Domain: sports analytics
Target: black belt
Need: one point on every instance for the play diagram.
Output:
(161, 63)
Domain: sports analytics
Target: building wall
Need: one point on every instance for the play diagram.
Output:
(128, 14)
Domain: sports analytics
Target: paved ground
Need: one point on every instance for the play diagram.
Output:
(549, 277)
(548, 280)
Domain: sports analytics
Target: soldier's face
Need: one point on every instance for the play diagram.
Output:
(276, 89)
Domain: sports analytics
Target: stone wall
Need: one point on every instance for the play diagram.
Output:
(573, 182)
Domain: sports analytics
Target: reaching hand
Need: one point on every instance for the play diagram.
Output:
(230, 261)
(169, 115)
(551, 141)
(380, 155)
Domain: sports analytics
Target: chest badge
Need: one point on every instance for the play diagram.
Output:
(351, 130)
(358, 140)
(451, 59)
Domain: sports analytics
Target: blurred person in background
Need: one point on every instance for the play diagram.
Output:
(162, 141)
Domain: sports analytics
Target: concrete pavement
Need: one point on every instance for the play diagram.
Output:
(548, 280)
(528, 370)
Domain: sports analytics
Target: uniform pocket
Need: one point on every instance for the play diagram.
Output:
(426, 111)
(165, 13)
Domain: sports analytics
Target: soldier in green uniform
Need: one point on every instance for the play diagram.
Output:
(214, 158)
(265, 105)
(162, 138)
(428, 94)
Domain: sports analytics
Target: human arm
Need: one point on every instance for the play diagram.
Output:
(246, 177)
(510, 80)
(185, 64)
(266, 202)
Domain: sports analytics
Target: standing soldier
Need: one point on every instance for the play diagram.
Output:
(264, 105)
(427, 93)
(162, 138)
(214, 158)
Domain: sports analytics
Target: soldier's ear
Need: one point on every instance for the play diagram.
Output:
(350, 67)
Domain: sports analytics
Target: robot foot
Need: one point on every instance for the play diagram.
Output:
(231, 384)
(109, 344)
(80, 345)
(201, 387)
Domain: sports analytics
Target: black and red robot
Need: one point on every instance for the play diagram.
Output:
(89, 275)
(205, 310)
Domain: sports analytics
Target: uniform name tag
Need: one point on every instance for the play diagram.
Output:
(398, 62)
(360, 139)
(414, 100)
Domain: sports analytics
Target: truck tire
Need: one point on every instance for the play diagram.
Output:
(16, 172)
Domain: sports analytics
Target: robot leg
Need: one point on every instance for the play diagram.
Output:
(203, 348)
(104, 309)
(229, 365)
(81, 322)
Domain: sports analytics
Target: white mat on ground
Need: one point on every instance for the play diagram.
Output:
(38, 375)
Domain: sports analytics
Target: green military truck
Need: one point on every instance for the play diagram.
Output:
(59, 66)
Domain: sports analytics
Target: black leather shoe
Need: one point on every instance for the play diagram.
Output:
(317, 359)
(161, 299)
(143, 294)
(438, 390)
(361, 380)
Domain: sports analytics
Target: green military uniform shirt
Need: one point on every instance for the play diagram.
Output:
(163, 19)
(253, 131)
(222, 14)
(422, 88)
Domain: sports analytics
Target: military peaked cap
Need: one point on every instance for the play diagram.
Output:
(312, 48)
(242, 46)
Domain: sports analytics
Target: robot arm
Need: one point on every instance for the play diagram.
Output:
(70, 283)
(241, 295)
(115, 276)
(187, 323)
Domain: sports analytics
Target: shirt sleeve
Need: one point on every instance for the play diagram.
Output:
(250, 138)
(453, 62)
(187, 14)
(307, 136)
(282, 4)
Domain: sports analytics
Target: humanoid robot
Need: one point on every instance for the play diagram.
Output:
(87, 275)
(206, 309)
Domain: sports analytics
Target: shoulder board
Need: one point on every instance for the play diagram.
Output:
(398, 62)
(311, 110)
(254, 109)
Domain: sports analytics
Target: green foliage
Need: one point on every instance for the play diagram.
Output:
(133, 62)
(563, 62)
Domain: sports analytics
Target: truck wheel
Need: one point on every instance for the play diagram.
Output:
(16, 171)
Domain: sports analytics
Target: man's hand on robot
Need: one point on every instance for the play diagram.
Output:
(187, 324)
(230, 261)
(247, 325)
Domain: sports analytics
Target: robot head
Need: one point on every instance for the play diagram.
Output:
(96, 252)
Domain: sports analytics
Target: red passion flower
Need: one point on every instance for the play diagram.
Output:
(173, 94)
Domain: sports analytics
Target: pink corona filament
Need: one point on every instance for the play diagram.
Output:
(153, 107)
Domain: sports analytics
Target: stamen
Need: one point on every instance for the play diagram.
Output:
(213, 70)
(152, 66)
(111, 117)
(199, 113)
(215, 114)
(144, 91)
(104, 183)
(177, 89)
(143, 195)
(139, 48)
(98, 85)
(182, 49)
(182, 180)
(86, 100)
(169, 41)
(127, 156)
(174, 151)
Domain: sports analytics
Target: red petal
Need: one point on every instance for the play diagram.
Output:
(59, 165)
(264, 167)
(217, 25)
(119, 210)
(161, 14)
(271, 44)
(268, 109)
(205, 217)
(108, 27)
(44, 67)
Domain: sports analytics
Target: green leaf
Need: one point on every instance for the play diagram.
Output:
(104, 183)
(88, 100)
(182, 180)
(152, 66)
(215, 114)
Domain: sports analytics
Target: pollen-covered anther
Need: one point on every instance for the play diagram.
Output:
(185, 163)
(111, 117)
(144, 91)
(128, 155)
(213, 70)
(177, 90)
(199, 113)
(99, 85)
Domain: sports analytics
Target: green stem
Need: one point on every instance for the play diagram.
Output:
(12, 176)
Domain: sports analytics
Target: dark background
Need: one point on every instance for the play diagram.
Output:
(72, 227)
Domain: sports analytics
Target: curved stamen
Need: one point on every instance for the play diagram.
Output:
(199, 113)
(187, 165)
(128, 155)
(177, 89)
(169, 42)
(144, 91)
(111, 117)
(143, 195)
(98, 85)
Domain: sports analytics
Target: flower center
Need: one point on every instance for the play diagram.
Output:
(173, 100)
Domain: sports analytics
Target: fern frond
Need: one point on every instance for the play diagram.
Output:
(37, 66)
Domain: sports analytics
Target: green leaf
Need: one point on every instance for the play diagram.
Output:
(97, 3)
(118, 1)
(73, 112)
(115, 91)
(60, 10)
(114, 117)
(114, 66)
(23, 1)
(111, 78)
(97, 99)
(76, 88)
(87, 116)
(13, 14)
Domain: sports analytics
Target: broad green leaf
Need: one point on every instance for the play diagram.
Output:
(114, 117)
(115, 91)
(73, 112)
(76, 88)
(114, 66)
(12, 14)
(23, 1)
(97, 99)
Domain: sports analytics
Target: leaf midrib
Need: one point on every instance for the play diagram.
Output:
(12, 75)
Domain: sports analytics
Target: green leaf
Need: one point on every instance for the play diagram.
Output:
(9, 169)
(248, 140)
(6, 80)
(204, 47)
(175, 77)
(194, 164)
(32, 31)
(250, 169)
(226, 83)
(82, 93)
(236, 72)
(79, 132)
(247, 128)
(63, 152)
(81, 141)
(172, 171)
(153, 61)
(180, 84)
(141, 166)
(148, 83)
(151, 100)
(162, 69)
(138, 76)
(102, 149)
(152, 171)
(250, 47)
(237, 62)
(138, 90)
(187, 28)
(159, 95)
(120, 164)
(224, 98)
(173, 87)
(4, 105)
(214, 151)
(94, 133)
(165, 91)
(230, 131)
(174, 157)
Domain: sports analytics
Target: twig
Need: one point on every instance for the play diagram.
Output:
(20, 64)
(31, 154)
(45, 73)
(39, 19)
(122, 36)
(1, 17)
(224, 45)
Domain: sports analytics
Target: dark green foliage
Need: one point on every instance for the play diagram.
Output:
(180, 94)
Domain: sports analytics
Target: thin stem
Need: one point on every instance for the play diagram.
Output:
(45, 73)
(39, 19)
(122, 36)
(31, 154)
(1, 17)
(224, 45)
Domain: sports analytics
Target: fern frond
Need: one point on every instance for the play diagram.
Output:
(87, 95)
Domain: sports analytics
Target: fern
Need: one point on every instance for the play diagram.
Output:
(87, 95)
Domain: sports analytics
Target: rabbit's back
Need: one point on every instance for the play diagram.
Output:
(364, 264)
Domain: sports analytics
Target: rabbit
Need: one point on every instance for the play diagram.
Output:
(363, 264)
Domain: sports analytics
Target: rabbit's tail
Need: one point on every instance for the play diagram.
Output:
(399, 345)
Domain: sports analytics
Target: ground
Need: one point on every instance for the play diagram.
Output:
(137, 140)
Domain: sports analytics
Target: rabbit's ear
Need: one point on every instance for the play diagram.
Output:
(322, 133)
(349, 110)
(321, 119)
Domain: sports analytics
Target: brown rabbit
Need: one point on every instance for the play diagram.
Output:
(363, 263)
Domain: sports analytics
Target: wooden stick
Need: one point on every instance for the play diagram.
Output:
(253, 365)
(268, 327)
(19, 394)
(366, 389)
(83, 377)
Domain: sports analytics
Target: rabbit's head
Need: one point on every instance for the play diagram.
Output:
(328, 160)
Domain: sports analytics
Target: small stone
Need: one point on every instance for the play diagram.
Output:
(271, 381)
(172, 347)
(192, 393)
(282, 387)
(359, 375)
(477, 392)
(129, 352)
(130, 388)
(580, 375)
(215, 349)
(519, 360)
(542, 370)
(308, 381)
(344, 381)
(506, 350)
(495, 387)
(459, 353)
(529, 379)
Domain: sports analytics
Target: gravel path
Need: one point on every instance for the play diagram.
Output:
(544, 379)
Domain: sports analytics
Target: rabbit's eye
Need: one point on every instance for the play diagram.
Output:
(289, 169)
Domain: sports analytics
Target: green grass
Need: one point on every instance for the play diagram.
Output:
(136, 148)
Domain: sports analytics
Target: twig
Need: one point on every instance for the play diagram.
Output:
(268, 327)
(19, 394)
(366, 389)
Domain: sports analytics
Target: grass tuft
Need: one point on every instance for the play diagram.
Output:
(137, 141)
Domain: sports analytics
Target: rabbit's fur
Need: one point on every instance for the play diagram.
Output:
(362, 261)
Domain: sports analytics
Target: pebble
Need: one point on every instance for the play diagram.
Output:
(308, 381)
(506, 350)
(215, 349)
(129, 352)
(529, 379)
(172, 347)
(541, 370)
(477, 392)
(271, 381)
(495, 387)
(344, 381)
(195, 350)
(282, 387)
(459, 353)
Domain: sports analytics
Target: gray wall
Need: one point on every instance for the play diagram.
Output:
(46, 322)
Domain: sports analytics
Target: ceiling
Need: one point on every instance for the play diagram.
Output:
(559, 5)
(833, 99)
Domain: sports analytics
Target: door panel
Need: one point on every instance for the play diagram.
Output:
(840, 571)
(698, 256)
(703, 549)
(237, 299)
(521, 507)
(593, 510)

────────────────────────────────────────

* [EXERCISE DIRECTIONS]: All lines in the entries above that include "wall" should be found and copied.

* [YOUR RESPONSE]:
Target: building wall
Target: stone wall
Target: gray wall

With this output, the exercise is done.